Source excerpt:
# bio orb life aquariums?



## lizardloverrach (Dec 1, 2008)

any one have one of these? the square 'box' type? and if so are they any good? 
i saw a fish the other day in fish store that i fell in love with, although i have completely forgotten what they are called and have not seen one before or since that one! damn it! 
was not like any fish i have seen before
am going back to see if they can inform me a bit more! 
but want to know if these tanks are any good???


----------



## xyra (Apr 26, 2007)

lizardloverrach said:


> any one have one of these? the square 'box' type? and if so are they any good?
> i saw a fish the other day in fish store that i fell in love with, although i have completely forgotten what they are called and have not seen one before or since that one! damn it!
> was not like any fish i have seen before
> am going back to see if they can inform me a bit more!
> but want to know if these tanks are any good???



Not used one, but they look fine to me. The bi-orb stuff is generally well made and designed.

They are generally a "beginner" aquarium, ie small and include most of the bits you need.

You aren't going to get a huge stock in them, but if you are after a stylish aquarium to add to your house rather than a large quantity of fish or large species then I would have thought they would be fine!


----------



## Esfa (Apr 15, 2007)

the "bi-orbs" range aren't too good as they tend to have a small surface area compared to the volume so there is less gas exchange, meaning that you can't stock as many fish.

They're still good, attractive tanks though. :no1:


----------



## AnythingWithAShell (Apr 14, 2009)

I have a baby Biorb, which I love. I keep my fighter, and 3 snails in it. But, don't be fooled by the pics on the box! The pics make it look super stylish, which it is if you have a suitable place for it. The airline, airpump, and cable (and my heater cable since I use it for tropical) could look really untidy if I didn't have mine in the corner of my kitchen worktop. The pics on the box make it look super neat and tidy sitting on a side table or a desk, and somehow running with no electricity supply! Cheeky beggars.

Other thing as well, is that you can't put the light on a timer switch, cos the airpump and light go to one adapter, so you only need one socket. So you have to mind and turn it on/off manually. 

You'll need to buy a seperate heater if you plan to use it for tropical.


----------



## lizardloverrach (Dec 1, 2008)

The task:
From the aquarium thread above, extract the stretch from "## xyra (Apr" through "made and designed." word for word.

Given data:
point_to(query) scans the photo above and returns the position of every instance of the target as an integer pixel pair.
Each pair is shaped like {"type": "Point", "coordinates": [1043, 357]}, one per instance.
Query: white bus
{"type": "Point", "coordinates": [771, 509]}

Solution:
## xyra (Apr 26, 2007)

lizardloverrach said:


> any one have one of these? the square 'box' type? and if so are they any good?
> i saw a fish the other day in fish store that i fell in love with, although i have completely forgotten what they are called and have not seen one before or since that one! damn it!
> was not like any fish i have seen before
> am going back to see if they can inform me a bit more!
> but want to know if these tanks are any good???



Not used one, but they look fine to me. The bi-orb stuff is generally well made and designed.